**INSTRUCTIONS FOR THE TASK:** The chemistry discussion below has a table of bond energies. List every bond in that table with its bond energy in kJ/mol.

**PASSAGE PROVIDED:**
[Start of Attachment]

Why does a carbon double bond "break readily" but this is not so for other elements (nitrogen double and triple bonds are stronger)? [duplicate]

Question

A level chemistry student here, fairly basic question. We always learnt (from GCSE bond enthalpies) that "Bigger bonds are stronger", so to speak; my teacher often quoted $\ce{N#N}$ as very unreactive as the triple bond is very strong. However, now we are covering organic chemistry in a bit more depth at A-level, they are saying that the alkanes are generally unreactive as the $\sigma$-bond (which I read as: single bond) is fairly strong, but the $\pi$-bond (read: double bond) has more exposed electrons and so breaks more easily.

This is quite hard to accept, considering it contravenes everything I've ever learnt about bonds (more shared electrons will surely exert a stronger electrostatic attraction and have a higher bond enthalpy, no?) but then again we are not taught about bond energies in any great detail. I am hoping someone could explain or motivate this a little (I imagine a fully correct answer would be way over my head ;)): why are double/triple bonds sometimes weaker, but most of the time stronger, than single bonds? And what properties of the different elements (e.g. this holds for carbon but not for nitrogen) cause the discrepancy?

chem.libretexts.org Bond_Energies:

Bond	Bond energy [kJ/mol]	Incremental bond energy [kJ/mol]
$\ce{C-C}$	347	-
$\ce{C=C}$	614	264
$\ce{C#C}$	839	225
$\ce{N-N}$	160	-
$\ce{N=N}$	418	258
$\ce{N#N}$	941	523

Answer 1

The contexts are different here. Yes, nitrogen features in many explosive compounds because the explosion forms nitrogen gas. In this case, the N–N triple bond does not even exist in the starting material, so 'all three' of the bonds have to be formed at once, and that releases that huge amount of energy (941 kJ/mol according to your table).

Conversely, when one talks about alkenes or alkynes being relatively reactive, the issue is not about how strong the triple bond itself is. These reactions usually involve a double bond being converted to a single bond, or a triple being converted to a double. Thus, the energetic term under consideration is only the difference between the double and a single bond, which is much smaller.

So, it's not so much that nitrogen is special and carbon isn't. It's true that the nitrogen bonds are slightly stronger than the carbon bonds, but that is not really a factor here. The main issue is that you're comparing two different things (formation of a full triple bond vs the breaking of 'half' a double bond, or perhaps even less than half).

[End of Attachment]

**ENTRIES SHOWN:**
[Start of Attachment]

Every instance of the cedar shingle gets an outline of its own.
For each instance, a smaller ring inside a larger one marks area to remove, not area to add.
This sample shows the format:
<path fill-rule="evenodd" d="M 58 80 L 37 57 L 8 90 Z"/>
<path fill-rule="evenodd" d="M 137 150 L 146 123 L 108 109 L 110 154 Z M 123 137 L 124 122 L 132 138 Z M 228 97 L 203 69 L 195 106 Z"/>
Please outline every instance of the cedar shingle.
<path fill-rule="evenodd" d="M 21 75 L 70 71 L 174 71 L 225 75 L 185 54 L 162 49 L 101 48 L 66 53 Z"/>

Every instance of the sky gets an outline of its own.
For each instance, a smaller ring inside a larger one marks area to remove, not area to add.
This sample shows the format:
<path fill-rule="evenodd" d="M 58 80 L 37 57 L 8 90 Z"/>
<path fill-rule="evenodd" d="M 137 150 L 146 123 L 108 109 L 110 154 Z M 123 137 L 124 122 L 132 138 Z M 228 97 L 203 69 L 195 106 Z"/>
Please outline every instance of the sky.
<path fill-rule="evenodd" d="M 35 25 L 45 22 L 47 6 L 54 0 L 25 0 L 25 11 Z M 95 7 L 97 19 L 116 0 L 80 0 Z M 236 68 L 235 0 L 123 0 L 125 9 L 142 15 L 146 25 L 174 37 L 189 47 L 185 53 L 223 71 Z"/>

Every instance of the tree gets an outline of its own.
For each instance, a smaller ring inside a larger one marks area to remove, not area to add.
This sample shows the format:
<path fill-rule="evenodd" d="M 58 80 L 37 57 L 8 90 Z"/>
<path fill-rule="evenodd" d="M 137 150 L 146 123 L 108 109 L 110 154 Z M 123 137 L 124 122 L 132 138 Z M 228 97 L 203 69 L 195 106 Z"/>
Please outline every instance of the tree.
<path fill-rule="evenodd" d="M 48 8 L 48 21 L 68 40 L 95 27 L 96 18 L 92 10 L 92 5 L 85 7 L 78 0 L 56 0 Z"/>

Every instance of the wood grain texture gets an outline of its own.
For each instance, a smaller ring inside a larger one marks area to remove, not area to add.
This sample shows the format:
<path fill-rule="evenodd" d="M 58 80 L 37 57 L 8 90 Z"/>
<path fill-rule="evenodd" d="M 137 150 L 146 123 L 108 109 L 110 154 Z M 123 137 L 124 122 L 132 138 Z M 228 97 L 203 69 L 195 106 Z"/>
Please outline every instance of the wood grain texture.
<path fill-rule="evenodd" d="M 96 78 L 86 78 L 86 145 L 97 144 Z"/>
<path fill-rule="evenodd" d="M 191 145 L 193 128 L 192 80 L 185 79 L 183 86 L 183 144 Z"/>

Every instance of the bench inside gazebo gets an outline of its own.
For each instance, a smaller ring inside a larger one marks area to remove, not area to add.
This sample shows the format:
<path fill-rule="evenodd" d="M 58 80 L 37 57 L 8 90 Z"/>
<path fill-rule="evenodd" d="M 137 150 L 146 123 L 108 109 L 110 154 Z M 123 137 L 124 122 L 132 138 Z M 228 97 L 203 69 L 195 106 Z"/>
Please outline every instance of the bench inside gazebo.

[End of Attachment]

**WRITTEN SOLUTION:**
- C–C: 347
- C=C: 614
- C≡C: 839
- N–N: 160
- N=N: 418
- N≡N: 941